**Problemas e tarefas**
1. No trecho sobre o “homem de bem”, qual país aparece como o exemplo mais avançado da sintonia entre o conservadorismo reacionário e o ultraliberalismo?
2. Cite o trecho sobre o “homem de bem” a partir de “O conservadorismo reacionário” e seguindo até “pela síndrome do mal?”.

**Seção do documento**
• • • • • • •

O conservadorismo reacionário e o ultraliberalismo entraram em sintonia em vários países. O Brasil é o exemplo mais avançado desse fenômeno. O elitismo, o espírito antidemocrático, que sempre estiveram presentes na história brasileira chegaram agora ao seu paroxismo.

 No Brasil, surgiu a figura do “homem de bem”, um personagem de talhe quase sempre fascista ou conservador. Seria possível dizer que o “homem de bem” estaria paradoxalmente tomado pela síndrome do mal?

A expressão “homem de bem” é imprecisa. Ela pode ser aplicada a pessoas corretas e dignas bem como a pessoas malignas que se escondem atrás de uma autoatribuída superioridade moral.

Seu texto cita as características básicas do fascismo, segundo foram delineadas por Umberto Eco, Theodor Adorno e outros estudiosos. Quais delas mais fortemente contribuem para a síndrome do mal?

• • • • • • •

Itens armazenados de uma coleção:
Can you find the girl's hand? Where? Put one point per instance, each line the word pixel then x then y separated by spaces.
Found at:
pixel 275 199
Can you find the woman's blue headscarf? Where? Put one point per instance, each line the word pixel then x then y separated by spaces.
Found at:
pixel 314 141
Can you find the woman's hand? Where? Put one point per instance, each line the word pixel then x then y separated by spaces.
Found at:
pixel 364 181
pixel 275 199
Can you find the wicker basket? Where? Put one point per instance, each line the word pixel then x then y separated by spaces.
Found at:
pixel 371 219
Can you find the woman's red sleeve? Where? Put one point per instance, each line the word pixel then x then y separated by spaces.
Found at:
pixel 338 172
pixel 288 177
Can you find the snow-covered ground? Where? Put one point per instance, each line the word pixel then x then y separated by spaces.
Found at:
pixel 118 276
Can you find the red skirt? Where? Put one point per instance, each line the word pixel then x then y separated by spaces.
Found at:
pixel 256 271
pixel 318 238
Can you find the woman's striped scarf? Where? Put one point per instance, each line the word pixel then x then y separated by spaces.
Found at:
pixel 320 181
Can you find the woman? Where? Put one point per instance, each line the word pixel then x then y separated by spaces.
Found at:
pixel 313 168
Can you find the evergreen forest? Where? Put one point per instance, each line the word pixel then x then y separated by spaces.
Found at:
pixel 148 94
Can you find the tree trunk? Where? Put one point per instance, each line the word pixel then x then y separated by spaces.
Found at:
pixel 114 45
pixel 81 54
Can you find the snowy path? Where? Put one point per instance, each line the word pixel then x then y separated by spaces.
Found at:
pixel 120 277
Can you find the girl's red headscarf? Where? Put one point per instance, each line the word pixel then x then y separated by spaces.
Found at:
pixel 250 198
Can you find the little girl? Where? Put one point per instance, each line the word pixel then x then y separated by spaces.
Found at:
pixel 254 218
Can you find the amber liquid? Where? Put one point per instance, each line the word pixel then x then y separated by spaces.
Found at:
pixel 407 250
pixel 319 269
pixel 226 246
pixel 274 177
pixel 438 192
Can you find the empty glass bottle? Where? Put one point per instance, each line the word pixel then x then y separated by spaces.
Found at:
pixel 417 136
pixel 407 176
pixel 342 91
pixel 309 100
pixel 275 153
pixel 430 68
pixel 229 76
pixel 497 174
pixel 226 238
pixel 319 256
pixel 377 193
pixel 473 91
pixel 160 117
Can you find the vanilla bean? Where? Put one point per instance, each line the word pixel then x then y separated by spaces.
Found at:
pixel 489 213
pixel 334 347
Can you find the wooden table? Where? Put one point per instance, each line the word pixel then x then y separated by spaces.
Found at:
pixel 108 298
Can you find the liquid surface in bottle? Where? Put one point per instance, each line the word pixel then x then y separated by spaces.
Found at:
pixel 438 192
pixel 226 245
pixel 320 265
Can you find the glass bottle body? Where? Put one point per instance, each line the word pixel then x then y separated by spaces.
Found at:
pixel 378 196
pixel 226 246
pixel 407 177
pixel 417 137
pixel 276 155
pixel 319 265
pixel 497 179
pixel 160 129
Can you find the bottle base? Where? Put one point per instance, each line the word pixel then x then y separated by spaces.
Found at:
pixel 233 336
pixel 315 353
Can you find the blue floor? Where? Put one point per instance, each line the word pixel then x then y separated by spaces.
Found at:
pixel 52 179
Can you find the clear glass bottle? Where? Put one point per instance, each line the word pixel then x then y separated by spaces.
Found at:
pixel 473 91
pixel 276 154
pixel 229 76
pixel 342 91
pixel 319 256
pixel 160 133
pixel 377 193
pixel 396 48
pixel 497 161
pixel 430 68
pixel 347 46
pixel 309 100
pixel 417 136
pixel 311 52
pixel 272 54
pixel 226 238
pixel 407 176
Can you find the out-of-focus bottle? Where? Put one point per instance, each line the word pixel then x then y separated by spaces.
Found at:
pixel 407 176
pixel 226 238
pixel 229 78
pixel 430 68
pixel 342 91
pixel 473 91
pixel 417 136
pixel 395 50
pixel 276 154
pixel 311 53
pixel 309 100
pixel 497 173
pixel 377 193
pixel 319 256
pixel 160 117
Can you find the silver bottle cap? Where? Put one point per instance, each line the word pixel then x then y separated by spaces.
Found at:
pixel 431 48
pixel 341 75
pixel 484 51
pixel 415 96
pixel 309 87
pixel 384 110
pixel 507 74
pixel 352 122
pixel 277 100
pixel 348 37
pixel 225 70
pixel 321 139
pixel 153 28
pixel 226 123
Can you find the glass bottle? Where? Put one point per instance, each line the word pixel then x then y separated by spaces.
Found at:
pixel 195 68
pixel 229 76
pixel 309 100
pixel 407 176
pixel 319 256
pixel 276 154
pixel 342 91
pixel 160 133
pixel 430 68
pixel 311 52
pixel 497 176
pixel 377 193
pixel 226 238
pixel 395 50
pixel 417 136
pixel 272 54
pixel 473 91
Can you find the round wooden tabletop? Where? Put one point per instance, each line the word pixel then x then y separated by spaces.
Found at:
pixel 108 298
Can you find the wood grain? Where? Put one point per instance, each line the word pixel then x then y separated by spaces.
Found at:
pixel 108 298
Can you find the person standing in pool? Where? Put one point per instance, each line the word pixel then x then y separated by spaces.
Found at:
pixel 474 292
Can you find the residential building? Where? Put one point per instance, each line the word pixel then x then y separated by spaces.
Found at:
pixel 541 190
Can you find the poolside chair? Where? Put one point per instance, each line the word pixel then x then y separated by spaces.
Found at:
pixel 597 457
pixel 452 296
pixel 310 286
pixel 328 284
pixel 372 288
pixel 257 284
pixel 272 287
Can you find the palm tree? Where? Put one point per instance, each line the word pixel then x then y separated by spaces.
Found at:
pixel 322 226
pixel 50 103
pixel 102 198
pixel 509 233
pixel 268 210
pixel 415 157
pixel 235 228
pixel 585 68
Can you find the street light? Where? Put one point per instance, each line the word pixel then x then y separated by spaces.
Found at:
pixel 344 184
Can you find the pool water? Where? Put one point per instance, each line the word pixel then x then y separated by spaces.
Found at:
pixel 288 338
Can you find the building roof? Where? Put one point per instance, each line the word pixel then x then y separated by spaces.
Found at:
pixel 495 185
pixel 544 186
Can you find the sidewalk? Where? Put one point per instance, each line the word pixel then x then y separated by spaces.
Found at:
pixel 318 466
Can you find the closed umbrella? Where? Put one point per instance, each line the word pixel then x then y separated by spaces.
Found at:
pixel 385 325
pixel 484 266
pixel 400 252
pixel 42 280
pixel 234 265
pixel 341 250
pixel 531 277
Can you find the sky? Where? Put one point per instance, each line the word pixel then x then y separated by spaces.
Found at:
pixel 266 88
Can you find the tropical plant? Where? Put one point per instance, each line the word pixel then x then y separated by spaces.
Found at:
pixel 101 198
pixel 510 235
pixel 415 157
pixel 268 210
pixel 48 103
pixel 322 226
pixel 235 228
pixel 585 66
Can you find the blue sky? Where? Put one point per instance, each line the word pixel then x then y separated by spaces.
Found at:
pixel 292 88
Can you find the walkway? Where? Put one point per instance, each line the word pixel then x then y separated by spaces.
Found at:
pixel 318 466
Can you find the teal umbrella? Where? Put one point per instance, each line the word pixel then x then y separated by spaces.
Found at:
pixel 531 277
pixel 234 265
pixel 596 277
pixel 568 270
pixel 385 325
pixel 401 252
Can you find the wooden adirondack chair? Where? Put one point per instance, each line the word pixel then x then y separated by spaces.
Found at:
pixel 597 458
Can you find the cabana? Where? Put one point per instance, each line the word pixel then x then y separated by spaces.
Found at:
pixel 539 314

• • • • • • •

**Respostas às tarefas**
1. O Brasil.

2.
O conservadorismo reacionário e o ultraliberalismo entraram em sintonia em vários países. O Brasil é o exemplo mais avançado desse fenômeno. O elitismo, o espírito antidemocrático, que sempre estiveram presentes na história brasileira chegaram agora ao seu paroxismo.

 No Brasil, surgiu a figura do “homem de bem”, um personagem de talhe quase sempre fascista ou conservador. Seria possível dizer que o “homem de bem” estaria paradoxalmente tomado pela síndrome do mal?